# A Planned photo trip to the Shetland Islands



## clee01l (Jan 17, 2015)

I have decided that in May, I am going to fly to Aberdeen and ferry to the Shetlands to photograph Puffins and other interesting aspects of the island chain.  I have  a a guide for the few days that I will be on the islands and I plan to hook up with friends from Houston that will be (by the time I am visiting) back at their home outside of Aberdeen.   I will also be taking a self directed photo tour of the Scottish Highlands.   I don't expect to get any farther south than Aberdeen, but I am curious to know if there are any other forum members that might be in my tour vicinity. Or if any Brits would want to tag along.


----------



## johnbeardy (Jan 18, 2015)

Interesting trip. While I've seen other islands like the Outer Hebrides and Orkney, and occasionally wondered about getting to Up Helly Aa, I've never made it up to the Shetlands. I have the feeling that not a lot of British photographers make it up  there, at least not for landscape which seems quite flat. Birds seem to be attraction. Possibly the aurora too, though by May the days will be very long.

As for the Highlands, will you be driving? The roads are quite empty up there so you'll be safe whichever side of the road you're on


----------



## Jim Wilde (Jan 18, 2015)

johnbeardy said:


> As for the Highlands, will you be driving? The roads are quite empty up there so you'll be safe whichever side of the road you're on



And some of them are single-track with the occasional "passing place", so there'll be no "side" to worry about!


----------



## Dave Miller (Jan 18, 2015)

I suspect that those in the local photographic club will make you very welcome.


----------



## clee01l (Jan 18, 2015)

Thanks for the info. I haven't decided on driving myself in the Highlands. Perhaps I may.  My first & last experience with British back roads was 30 years ago.  I didn't do too badly (unless you speak with that cyclist in Oxford that needed a change of trousers after I nearly pulled out in front of him).


----------



## Cerianthus (Jan 18, 2015)

I am sure youve read up on locations etc. sumburgh head is what springs to my mind. Puffins should be there but the chicks hatch later. https://flickr.com/photos/[email protected]/sets/72157634894258834. And https://flickr.com/photos/[email protected]/sets/72157629342218209.


----------

Task requirements
Extract from the Shetland trip thread the passage starting with "And some of" and going on through "you very welcome.", copying it word for word.

Material

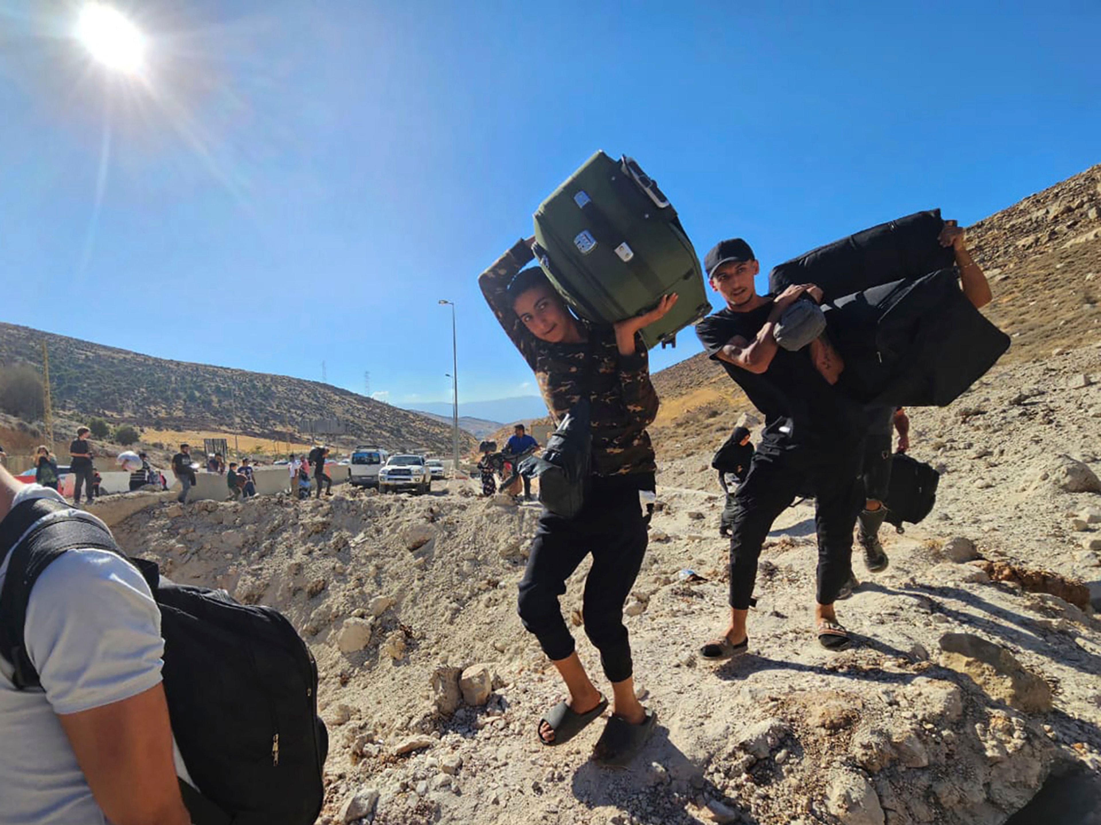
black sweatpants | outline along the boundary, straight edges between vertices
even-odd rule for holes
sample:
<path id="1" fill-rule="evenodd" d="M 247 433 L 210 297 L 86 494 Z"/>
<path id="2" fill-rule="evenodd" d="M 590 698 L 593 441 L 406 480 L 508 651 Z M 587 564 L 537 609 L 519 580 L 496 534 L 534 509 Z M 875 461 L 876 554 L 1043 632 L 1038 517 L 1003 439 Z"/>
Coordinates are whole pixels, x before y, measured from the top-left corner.
<path id="1" fill-rule="evenodd" d="M 96 494 L 92 492 L 92 487 L 96 484 L 95 468 L 88 464 L 87 468 L 80 470 L 70 471 L 75 476 L 73 480 L 73 501 L 80 504 L 80 485 L 85 486 L 85 495 L 88 498 L 88 504 L 95 501 Z"/>
<path id="2" fill-rule="evenodd" d="M 609 681 L 631 676 L 623 602 L 639 575 L 648 538 L 634 487 L 601 487 L 598 480 L 574 518 L 543 510 L 520 582 L 519 608 L 524 627 L 535 634 L 552 661 L 574 652 L 574 637 L 558 596 L 566 592 L 566 580 L 592 553 L 581 606 L 585 632 L 600 651 Z"/>
<path id="3" fill-rule="evenodd" d="M 833 604 L 849 578 L 852 528 L 861 506 L 859 442 L 829 453 L 796 447 L 753 455 L 745 482 L 734 493 L 730 539 L 730 606 L 749 609 L 757 558 L 772 522 L 800 493 L 814 491 L 818 534 L 818 604 Z"/>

Final result
And some of them are single-track with the occasional "passing place", so there'll be no "side" to worry about!


----------



## Dave Miller (Jan 18, 2015)

I suspect that those in the local photographic club will make you very welcome.